• [Given exercise] Count the lines in the rows below that contain the string "dock", treating uppercase and lowercase as different. Reply with the number only.

Outline entries for images
────
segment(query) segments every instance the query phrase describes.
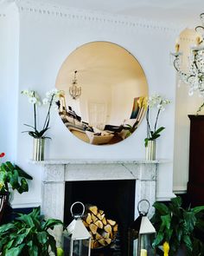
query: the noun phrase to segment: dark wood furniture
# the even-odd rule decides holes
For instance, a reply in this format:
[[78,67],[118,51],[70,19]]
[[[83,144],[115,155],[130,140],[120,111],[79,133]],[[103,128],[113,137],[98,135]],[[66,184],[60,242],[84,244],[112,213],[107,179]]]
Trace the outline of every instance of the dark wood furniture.
[[204,115],[190,119],[189,179],[188,197],[191,205],[204,205]]

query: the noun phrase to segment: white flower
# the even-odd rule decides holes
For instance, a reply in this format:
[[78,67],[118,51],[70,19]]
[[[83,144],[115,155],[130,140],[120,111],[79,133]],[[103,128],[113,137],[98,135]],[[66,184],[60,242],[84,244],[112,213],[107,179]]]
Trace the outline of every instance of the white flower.
[[22,95],[29,96],[29,91],[28,89],[24,89],[24,90],[22,91]]
[[149,100],[148,100],[148,106],[150,108],[156,107],[161,111],[163,111],[165,109],[164,106],[167,104],[169,104],[169,103],[170,103],[169,100],[163,98],[159,95],[155,95],[153,96],[150,96]]
[[43,103],[43,105],[47,105],[48,103],[48,98],[44,98],[42,100],[42,103]]
[[29,97],[29,102],[31,104],[35,104],[37,102],[37,99],[35,97]]

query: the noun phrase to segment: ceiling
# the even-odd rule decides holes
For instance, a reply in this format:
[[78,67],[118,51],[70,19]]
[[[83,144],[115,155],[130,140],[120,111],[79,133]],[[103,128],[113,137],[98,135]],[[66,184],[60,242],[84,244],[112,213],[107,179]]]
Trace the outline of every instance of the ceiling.
[[177,22],[187,26],[200,24],[204,12],[203,0],[32,0],[65,7],[111,14],[131,16],[148,20]]
[[[15,0],[0,0],[0,5],[10,2]],[[201,24],[199,15],[204,12],[203,0],[27,0],[26,2],[131,16],[150,21],[170,22],[173,25],[179,23],[192,28]]]

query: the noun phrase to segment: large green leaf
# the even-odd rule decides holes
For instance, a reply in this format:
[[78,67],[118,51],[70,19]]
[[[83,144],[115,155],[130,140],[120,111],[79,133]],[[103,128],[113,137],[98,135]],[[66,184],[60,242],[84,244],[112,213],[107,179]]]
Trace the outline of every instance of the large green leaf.
[[13,166],[13,164],[10,161],[6,161],[5,162],[6,167],[10,171],[13,172],[15,167]]
[[4,245],[7,245],[7,243],[10,241],[10,237],[7,235],[6,237],[1,237],[0,239],[0,252],[2,252],[3,247]]
[[[23,233],[19,233],[19,234],[16,235],[14,246],[17,246],[18,245],[21,245],[24,241],[24,240],[26,239],[26,237],[28,236],[29,232],[30,232],[30,228],[26,228],[24,230]],[[26,241],[24,241],[24,242],[26,242]]]
[[42,245],[47,243],[48,240],[48,233],[45,231],[36,233],[36,236],[39,243]]
[[196,218],[194,212],[184,212],[183,218],[185,221],[185,229],[191,233],[196,223]]
[[188,251],[192,251],[193,250],[193,246],[192,246],[192,242],[191,242],[191,239],[188,235],[184,235],[182,238],[182,240],[184,242],[184,244],[186,245],[186,247]]
[[54,255],[56,255],[56,251],[57,251],[56,241],[52,235],[48,235],[48,240],[49,240],[49,245],[50,245],[51,251],[54,253]]
[[0,168],[0,181],[4,183],[6,181],[6,177],[7,177],[7,174],[5,170],[3,168]]
[[36,245],[32,244],[32,246],[29,246],[29,256],[39,256],[38,246]]
[[8,223],[8,224],[0,226],[0,235],[2,235],[2,233],[10,229],[16,229],[16,226],[14,223]]
[[[21,255],[22,250],[24,247],[25,244],[22,244],[17,247],[10,248],[10,250],[5,250],[5,256],[18,256]],[[28,255],[29,256],[29,255]]]

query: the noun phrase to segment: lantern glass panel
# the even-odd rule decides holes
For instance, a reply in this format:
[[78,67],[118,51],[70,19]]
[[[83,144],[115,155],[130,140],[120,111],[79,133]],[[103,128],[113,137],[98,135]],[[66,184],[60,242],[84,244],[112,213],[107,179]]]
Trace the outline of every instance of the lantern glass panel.
[[[90,240],[72,240],[69,236],[64,236],[63,249],[65,256],[89,256]],[[73,246],[73,250],[71,247]]]
[[139,235],[137,256],[156,255],[155,249],[152,247],[152,243],[155,237],[155,233],[145,233]]

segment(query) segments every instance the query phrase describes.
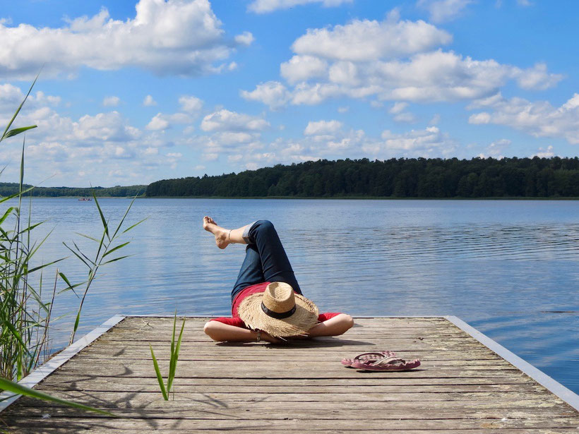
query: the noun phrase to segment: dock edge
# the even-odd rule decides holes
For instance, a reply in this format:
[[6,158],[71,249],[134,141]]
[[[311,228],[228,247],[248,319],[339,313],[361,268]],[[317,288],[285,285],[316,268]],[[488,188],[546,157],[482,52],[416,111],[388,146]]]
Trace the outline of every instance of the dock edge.
[[[109,330],[119,324],[119,323],[125,319],[126,316],[126,315],[115,315],[110,318],[92,332],[85,334],[72,345],[69,345],[65,348],[47,362],[32,370],[30,374],[20,380],[18,384],[21,386],[25,386],[26,387],[33,387],[66,362],[68,361],[73,356],[78,354],[84,348],[92,344],[102,334],[104,334]],[[0,411],[2,411],[2,410],[21,396],[20,394],[13,393],[8,390],[5,390],[1,393]]]
[[[184,315],[181,315],[184,316]],[[186,318],[211,318],[214,315],[195,315]],[[26,386],[27,387],[33,387],[42,380],[46,378],[48,375],[52,373],[54,370],[58,369],[60,366],[64,364],[73,356],[78,354],[84,348],[90,345],[95,340],[96,340],[101,335],[106,333],[109,330],[117,325],[119,323],[122,321],[126,318],[131,317],[150,317],[150,318],[172,318],[173,315],[115,315],[112,317],[100,326],[95,328],[78,341],[74,342],[72,345],[67,346],[62,351],[59,353],[56,356],[51,358],[47,363],[35,369],[28,375],[23,378],[18,382],[19,385]],[[454,325],[460,328],[461,330],[475,339],[477,341],[482,344],[484,346],[494,351],[504,360],[510,363],[515,368],[520,370],[523,373],[526,374],[537,382],[544,387],[553,394],[561,398],[563,401],[566,402],[573,409],[579,411],[579,395],[568,389],[558,381],[554,380],[546,373],[535,368],[528,362],[525,361],[514,353],[508,350],[506,348],[494,341],[486,334],[478,331],[474,327],[469,325],[462,320],[454,315],[368,315],[368,316],[357,316],[356,318],[443,318]],[[14,402],[20,396],[18,394],[12,393],[11,392],[4,391],[0,394],[0,412],[8,407],[11,404]]]

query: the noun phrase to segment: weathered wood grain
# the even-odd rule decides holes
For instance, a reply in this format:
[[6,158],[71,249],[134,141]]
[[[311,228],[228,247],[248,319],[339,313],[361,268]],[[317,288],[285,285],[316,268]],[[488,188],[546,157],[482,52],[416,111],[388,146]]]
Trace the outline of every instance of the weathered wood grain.
[[[443,318],[358,319],[342,337],[284,345],[217,344],[203,332],[209,319],[186,320],[174,400],[161,397],[149,350],[166,374],[172,318],[128,318],[37,386],[117,418],[21,398],[0,414],[0,432],[579,432],[576,411]],[[380,349],[422,365],[340,363]]]

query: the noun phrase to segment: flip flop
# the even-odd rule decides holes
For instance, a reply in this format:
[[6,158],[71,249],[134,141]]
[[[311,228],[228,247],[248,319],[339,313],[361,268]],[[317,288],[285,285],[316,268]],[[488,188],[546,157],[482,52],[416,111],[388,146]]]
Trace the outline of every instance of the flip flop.
[[374,361],[383,358],[384,357],[395,357],[396,353],[394,351],[370,351],[369,353],[362,353],[358,354],[354,358],[342,358],[342,364],[346,368],[353,368],[352,365],[359,361],[364,362]]
[[406,361],[403,358],[393,355],[386,356],[377,360],[355,361],[351,366],[364,370],[410,370],[420,366],[417,358]]

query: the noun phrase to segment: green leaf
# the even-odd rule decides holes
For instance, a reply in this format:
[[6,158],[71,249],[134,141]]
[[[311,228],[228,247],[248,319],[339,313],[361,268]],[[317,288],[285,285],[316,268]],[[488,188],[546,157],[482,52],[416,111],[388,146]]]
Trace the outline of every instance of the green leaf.
[[103,257],[103,258],[105,258],[105,256],[107,256],[107,255],[110,255],[110,254],[111,254],[111,253],[112,253],[114,251],[116,251],[116,250],[119,250],[119,248],[121,248],[124,247],[125,246],[126,246],[127,244],[129,244],[130,242],[131,242],[131,241],[127,241],[126,243],[122,243],[122,244],[121,244],[120,246],[117,246],[117,247],[115,247],[114,248],[112,248],[111,250],[109,250],[109,251],[108,251],[105,252],[105,253],[102,255],[102,257]]
[[129,256],[133,256],[133,255],[125,255],[124,256],[119,256],[119,258],[115,258],[114,259],[107,260],[106,263],[102,263],[102,265],[104,265],[105,264],[109,264],[109,263],[114,263],[117,260],[121,260],[121,259],[124,259],[125,258],[129,258]]
[[80,235],[80,236],[88,238],[88,239],[92,240],[93,241],[96,241],[97,243],[99,242],[99,241],[97,239],[92,238],[92,236],[89,236],[88,235],[85,235],[84,234],[80,234],[80,232],[75,232],[75,234],[76,234],[77,235]]
[[40,390],[35,390],[34,389],[30,389],[30,387],[27,387],[26,386],[23,386],[22,385],[19,385],[17,382],[10,381],[9,380],[6,380],[6,378],[0,378],[0,389],[4,389],[4,390],[8,390],[8,392],[11,392],[12,393],[16,393],[18,394],[26,395],[28,397],[31,397],[32,398],[36,398],[37,399],[52,401],[52,402],[62,404],[70,407],[74,407],[76,409],[80,409],[81,410],[86,410],[87,411],[95,411],[95,413],[100,413],[101,414],[106,414],[107,416],[116,417],[112,413],[110,413],[109,411],[99,410],[98,409],[95,409],[94,407],[90,407],[88,405],[83,405],[82,404],[77,404],[76,402],[73,402],[71,401],[61,399],[60,398],[56,398],[47,393],[44,393],[43,392],[40,392]]
[[66,291],[68,291],[69,289],[71,289],[71,290],[72,290],[72,291],[73,291],[73,293],[74,294],[74,295],[76,295],[76,298],[77,298],[77,299],[79,299],[80,297],[78,296],[78,294],[76,294],[76,292],[75,291],[74,289],[75,289],[75,288],[76,288],[77,287],[80,287],[80,286],[81,284],[81,284],[81,283],[78,283],[78,284],[76,284],[76,285],[73,285],[73,284],[71,284],[71,282],[70,282],[70,281],[68,280],[68,277],[66,277],[66,276],[65,276],[65,275],[64,275],[64,273],[63,273],[63,272],[59,272],[59,276],[60,276],[61,279],[62,279],[64,281],[64,282],[65,282],[67,285],[68,285],[68,288],[66,288],[65,289],[63,289],[62,291],[61,291],[60,292],[59,292],[59,294],[61,294],[61,293],[62,293],[62,292],[65,292]]
[[114,234],[112,234],[112,239],[114,239],[114,237],[117,236],[117,234],[121,229],[121,227],[123,225],[123,222],[125,221],[125,219],[126,218],[126,216],[129,214],[129,212],[131,210],[131,207],[133,206],[133,203],[135,201],[135,199],[136,199],[136,198],[137,198],[136,196],[133,198],[133,200],[131,201],[131,203],[129,204],[129,206],[126,208],[126,211],[125,211],[124,215],[123,215],[123,218],[121,219],[120,222],[119,222],[119,225],[117,227],[117,229],[115,229]]
[[165,401],[169,401],[169,396],[167,394],[165,385],[163,384],[163,377],[161,375],[161,370],[159,369],[159,363],[157,363],[157,358],[155,357],[155,353],[153,351],[153,346],[149,344],[149,348],[151,349],[151,356],[153,357],[153,365],[155,366],[155,372],[157,373],[157,380],[159,382],[159,387],[161,387],[161,392],[163,394],[163,398]]
[[22,337],[18,333],[18,331],[16,328],[10,323],[10,321],[6,321],[6,320],[1,322],[1,324],[5,325],[6,328],[10,330],[10,332],[12,333],[12,335],[18,341],[18,344],[20,344],[22,348],[28,353],[28,356],[32,357],[32,354],[30,354],[30,351],[28,351],[27,348],[27,345],[24,343],[24,341],[22,340]]
[[177,341],[177,345],[175,347],[175,351],[171,355],[171,360],[174,361],[173,361],[173,370],[170,373],[170,377],[169,378],[169,387],[167,388],[169,390],[171,389],[171,386],[173,385],[173,380],[175,379],[175,372],[177,370],[177,361],[179,361],[179,352],[181,350],[181,340],[183,338],[183,330],[185,328],[185,318],[183,318],[183,324],[181,325],[181,332],[179,333],[179,340]]
[[[42,71],[42,68],[41,68],[41,71]],[[30,95],[30,92],[32,92],[32,88],[34,88],[34,85],[36,84],[36,80],[38,80],[38,76],[40,76],[40,71],[38,71],[38,74],[36,76],[36,78],[34,79],[34,81],[32,82],[32,84],[30,85],[30,88],[28,89],[28,93],[26,94],[26,96],[24,97],[24,100],[23,100],[22,102],[20,103],[20,105],[18,106],[18,108],[16,109],[16,111],[12,116],[12,119],[10,119],[10,122],[8,123],[8,125],[6,126],[6,129],[4,130],[4,132],[2,133],[2,136],[0,137],[0,142],[1,142],[4,139],[4,137],[6,136],[6,133],[10,129],[10,127],[12,126],[12,123],[14,121],[14,119],[16,119],[16,116],[18,116],[18,113],[20,113],[20,111],[22,109],[22,106],[24,105],[24,103],[26,102],[26,100],[28,98],[28,95]]]
[[8,137],[16,135],[17,134],[20,134],[20,133],[23,133],[24,131],[28,131],[28,130],[35,128],[37,126],[36,125],[31,125],[30,126],[23,126],[19,128],[13,128],[12,130],[10,130],[6,134],[4,134],[4,138],[8,138]]

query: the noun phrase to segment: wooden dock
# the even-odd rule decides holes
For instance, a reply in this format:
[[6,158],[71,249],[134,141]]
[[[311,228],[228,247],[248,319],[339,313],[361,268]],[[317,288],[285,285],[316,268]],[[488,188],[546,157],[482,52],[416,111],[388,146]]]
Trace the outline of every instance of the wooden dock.
[[[35,387],[119,417],[20,397],[0,412],[0,432],[579,433],[577,395],[551,380],[568,404],[446,318],[357,318],[342,337],[285,346],[217,344],[206,320],[187,319],[170,401],[149,344],[166,375],[172,318],[128,317]],[[422,366],[340,363],[383,349]]]

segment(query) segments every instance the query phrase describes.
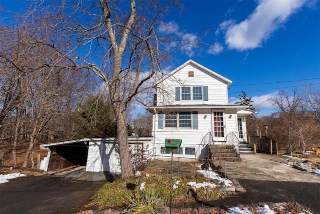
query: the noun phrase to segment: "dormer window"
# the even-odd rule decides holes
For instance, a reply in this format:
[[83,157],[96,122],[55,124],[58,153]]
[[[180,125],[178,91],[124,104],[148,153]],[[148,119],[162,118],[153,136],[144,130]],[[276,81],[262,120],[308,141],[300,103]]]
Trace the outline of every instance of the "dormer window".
────
• [Expected answer] 4